* _ESERCIZIO_: Riproduci integralmente, senza alcuna modifica, il testo qui sotto sulla sentenza della Cassazione relativa all'infortunio con un macchinario.

* _TESTO ESTRATTO_:
◆ ◆ ◆ ◆ ◆
ID 10058 | | Visite: 2021 | Cassazione Sicurezza lavoroPermalink: https://www.certifico.com/id/10058

Sentenze cassazione civile

Cassazione Civile, Sez. 3 del 03 febbraio 2020 n. 2395

Infortunio durante l'utilizzo di un macchinario. Responsabilità della società produttrice del macchinario

Civile Sent. Sez. 3 Num. 2395 Anno 2020
Presidente: FRASCA RAFFAELE
Relatore: TATANGELO AUGUSTO
Data pubblicazione: 03/02/2020

Rilevato
G.B. ha agito in giudizio nei confronti di SGM S.r.l. per ottenere il risarcimento dei danni subiti a seguito di un infortunio sul lavoro avvenuto mentre utilizzava un macchinario prodotto da tale società.
La società convenuta, avendo dedotto, tra l'altro, che la responsabilità dell'infortunio era in realtà imputabile alla società datrice di lavoro dell'attore (Daima di Davide F. & C. S.a.s.), ha chiesto l'integrazione del contraddittorio nei confronti di quest'ultima, ai sensi dell'art. 102 c.p.c.. L'istanza non è stata accolta. Nel corso del giudizio è intervenuto l'INAIL chiedendo alla società convenuta la restituzione degli importi erogati al lavoratore a titolo di indennità.
Le domande dell'attore e dell'istituto intervenuto sono state accolte dal Tribunale di Milano.
La Corte di Appello di Milano, in parziale riforma della decisione di primo grado, ha ridotto l'importo liquidato a titolo di risarcimento del 30%.
Ricorre la SGM S.r.l., sulla base di sette motivi.
Resiste con controricorso l'INAIL.
Non ha svolto attività difensiva in questa sede l'altro intimato. La società ricorrente ha depositato atto di costituzione di nuovo difensore nonché memoria ai sensi dell'art. 378 c.p.c..

Considerato
1. Con il primo motivo del ricorso si denunzia «Lesione del litisconsorzio necessario - violazione dell'art. 102 cpc (SS.UU n. 22776/2012)».
◆ ◆ ◆ ◆ ◆
* _DATI FORNITI_:
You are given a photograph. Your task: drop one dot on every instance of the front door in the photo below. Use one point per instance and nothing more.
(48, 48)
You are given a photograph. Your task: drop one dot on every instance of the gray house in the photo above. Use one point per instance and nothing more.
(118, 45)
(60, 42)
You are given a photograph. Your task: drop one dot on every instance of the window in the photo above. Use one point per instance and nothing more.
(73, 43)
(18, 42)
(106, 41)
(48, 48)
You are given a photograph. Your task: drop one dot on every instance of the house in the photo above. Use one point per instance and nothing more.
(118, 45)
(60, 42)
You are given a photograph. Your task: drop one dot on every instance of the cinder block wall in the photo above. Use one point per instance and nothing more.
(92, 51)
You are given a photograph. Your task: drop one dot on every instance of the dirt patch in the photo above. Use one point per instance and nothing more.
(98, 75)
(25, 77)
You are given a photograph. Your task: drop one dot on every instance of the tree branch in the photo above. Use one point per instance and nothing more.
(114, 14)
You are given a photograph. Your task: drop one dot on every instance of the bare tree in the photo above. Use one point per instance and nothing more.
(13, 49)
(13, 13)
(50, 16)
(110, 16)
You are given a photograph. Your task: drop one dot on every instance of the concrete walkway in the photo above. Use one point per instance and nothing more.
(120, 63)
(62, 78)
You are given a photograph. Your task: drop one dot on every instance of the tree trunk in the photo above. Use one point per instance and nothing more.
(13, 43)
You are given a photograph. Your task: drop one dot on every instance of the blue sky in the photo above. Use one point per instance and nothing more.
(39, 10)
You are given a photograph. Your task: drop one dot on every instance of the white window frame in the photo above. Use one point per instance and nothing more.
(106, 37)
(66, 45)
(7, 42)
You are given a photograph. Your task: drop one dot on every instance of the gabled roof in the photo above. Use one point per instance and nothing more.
◆ ◆ ◆ ◆ ◆
* _ESITO DEL COMPITO_:
ID 10058 | | Visite: 2021 | Cassazione Sicurezza lavoroPermalink: https://www.certifico.com/id/10058

Sentenze cassazione civile

Cassazione Civile, Sez. 3 del 03 febbraio 2020 n. 2395

Infortunio durante l'utilizzo di un macchinario. Responsabilità della società produttrice del macchinario

Civile Sent. Sez. 3 Num. 2395 Anno 2020
Presidente: FRASCA RAFFAELE
Relatore: TATANGELO AUGUSTO
Data pubblicazione: 03/02/2020

Rilevato
G.B. ha agito in giudizio nei confronti di SGM S.r.l. per ottenere il risarcimento dei danni subiti a seguito di un infortunio sul lavoro avvenuto mentre utilizzava un macchinario prodotto da tale società.
La società convenuta, avendo dedotto, tra l'altro, che la responsabilità dell'infortunio era in realtà imputabile alla società datrice di lavoro dell'attore (Daima di Davide F. & C. S.a.s.), ha chiesto l'integrazione del contraddittorio nei confronti di quest'ultima, ai sensi dell'art. 102 c.p.c.. L'istanza non è stata accolta. Nel corso del giudizio è intervenuto l'INAIL chiedendo alla società convenuta la restituzione degli importi erogati al lavoratore a titolo di indennità.
Le domande dell'attore e dell'istituto intervenuto sono state accolte dal Tribunale di Milano.
La Corte di Appello di Milano, in parziale riforma della decisione di primo grado, ha ridotto l'importo liquidato a titolo di risarcimento del 30%.
Ricorre la SGM S.r.l., sulla base di sette motivi.
Resiste con controricorso l'INAIL.
Non ha svolto attività difensiva in questa sede l'altro intimato. La società ricorrente ha depositato atto di costituzione di nuovo difensore nonché memoria ai sensi dell'art. 378 c.p.c..

Considerato
1. Con il primo motivo del ricorso si denunzia «Lesione del litisconsorzio necessario - violazione dell'art. 102 cpc (SS.UU n. 22776/2012)».